** START MATERIAL SUPPLIED **

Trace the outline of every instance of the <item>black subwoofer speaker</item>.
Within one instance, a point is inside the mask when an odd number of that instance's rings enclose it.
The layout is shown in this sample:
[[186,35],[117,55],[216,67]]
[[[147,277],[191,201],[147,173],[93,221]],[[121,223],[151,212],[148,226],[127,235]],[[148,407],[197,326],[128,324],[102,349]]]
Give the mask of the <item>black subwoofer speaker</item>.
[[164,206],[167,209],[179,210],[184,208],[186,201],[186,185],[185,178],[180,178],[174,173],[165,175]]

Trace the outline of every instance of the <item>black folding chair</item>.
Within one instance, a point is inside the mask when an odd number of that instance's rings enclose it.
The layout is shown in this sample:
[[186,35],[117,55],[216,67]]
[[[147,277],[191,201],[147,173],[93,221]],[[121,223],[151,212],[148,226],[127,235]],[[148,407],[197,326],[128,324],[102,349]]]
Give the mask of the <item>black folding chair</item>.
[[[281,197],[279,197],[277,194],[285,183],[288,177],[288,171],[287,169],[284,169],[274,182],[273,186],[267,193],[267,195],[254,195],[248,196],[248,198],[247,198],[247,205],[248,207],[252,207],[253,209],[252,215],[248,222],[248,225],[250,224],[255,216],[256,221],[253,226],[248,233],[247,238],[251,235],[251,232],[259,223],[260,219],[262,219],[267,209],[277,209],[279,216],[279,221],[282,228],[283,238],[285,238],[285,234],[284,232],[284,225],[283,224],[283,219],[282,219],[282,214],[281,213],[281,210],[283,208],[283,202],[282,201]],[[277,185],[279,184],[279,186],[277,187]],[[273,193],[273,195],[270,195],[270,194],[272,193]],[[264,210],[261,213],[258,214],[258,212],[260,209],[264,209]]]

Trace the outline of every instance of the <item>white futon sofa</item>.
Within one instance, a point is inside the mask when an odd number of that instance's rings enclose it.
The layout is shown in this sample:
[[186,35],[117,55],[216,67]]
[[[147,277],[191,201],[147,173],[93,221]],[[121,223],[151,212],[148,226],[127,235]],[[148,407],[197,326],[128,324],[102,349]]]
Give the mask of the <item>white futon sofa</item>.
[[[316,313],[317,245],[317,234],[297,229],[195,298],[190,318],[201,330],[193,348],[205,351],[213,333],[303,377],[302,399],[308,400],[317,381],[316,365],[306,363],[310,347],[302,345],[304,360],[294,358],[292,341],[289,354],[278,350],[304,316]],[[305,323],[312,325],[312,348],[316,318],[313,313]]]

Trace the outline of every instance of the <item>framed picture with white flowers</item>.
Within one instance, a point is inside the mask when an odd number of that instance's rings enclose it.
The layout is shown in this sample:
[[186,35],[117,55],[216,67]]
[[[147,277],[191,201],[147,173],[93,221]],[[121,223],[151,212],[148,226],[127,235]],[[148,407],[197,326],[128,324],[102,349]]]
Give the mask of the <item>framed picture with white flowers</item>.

** END MATERIAL SUPPLIED **

» **STATED PROBLEM**:
Put every line of the items above into a single numbered list, omitting the blank lines.

» **THE REPLY**:
1. Trace the outline of every instance of the <item>black subwoofer speaker</item>.
2. Within one instance, a point is inside the mask when an odd number of that instance's rings enclose it.
3. The layout is shown in this sample:
4. [[186,35],[117,55],[216,67]]
5. [[[147,277],[191,201],[147,173],[93,221]],[[121,223],[151,212],[148,226],[127,235]],[[148,407],[197,326],[128,324],[102,349]]]
6. Give the mask of the <item>black subwoofer speaker</item>.
7. [[164,206],[167,209],[179,210],[184,208],[186,201],[186,185],[185,178],[180,178],[174,173],[165,175]]
8. Trace the outline of every instance of the <item>black folding chair</item>.
9. Within one instance, a point is inside the mask when an odd number of that instance's rings enclose it.
10. The layout is shown in this sample:
11. [[186,35],[117,55],[216,67]]
12. [[[147,277],[191,201],[147,173],[93,221]],[[121,223],[151,212],[148,226],[127,235]],[[148,407],[197,326],[128,324],[102,349]]]
13. Give the mask of the <item>black folding chair</item>.
14. [[[281,197],[279,197],[277,194],[285,183],[288,177],[288,171],[287,169],[284,169],[274,182],[273,186],[267,193],[267,195],[254,195],[248,196],[248,198],[247,198],[247,205],[248,207],[252,207],[253,209],[252,215],[248,222],[248,225],[250,224],[255,216],[256,221],[253,226],[248,233],[247,238],[251,235],[251,232],[259,223],[260,219],[262,219],[267,209],[277,209],[279,216],[279,221],[282,228],[283,238],[285,238],[285,234],[284,232],[284,225],[283,224],[283,219],[282,219],[282,214],[281,213],[281,210],[283,208],[283,202],[282,201]],[[277,185],[279,184],[279,186],[277,187]],[[273,193],[273,195],[270,195],[270,194],[272,193]],[[264,210],[261,213],[258,214],[258,212],[260,209],[264,209]]]
15. Trace the outline of every instance of the <item>white futon sofa</item>.
16. Within one instance, a point is inside the mask when an odd number of that instance's rings enclose it.
17. The layout is shown in this sample:
18. [[186,35],[117,55],[216,67]]
19. [[[147,277],[191,201],[147,173],[93,221]],[[121,223],[151,212],[148,226],[127,235]],[[148,407],[197,326],[128,324],[102,349]]]
20. Give the mask of the <item>white futon sofa</item>.
21. [[[316,313],[317,245],[317,234],[297,229],[195,298],[190,318],[201,330],[193,348],[205,351],[213,333],[303,377],[302,399],[308,400],[317,381],[316,365],[306,363],[310,347],[302,345],[304,360],[294,358],[292,341],[289,354],[278,350],[304,316]],[[305,323],[312,325],[312,348],[316,318],[313,313]]]
22. Trace the outline of every instance of the <item>framed picture with white flowers</item>.
23. Within one instance, a point is inside the mask when an odd number of that instance's rings enclose it.
24. The layout is shown in this sample:
25. [[186,35],[117,55],[216,67]]
26. [[[147,277],[191,201],[147,173],[93,221]],[[121,223],[151,212],[148,226],[127,235]],[[148,407],[197,326],[128,324],[102,349]]]
27. Give the mask of the <item>framed picture with white flowers</item>.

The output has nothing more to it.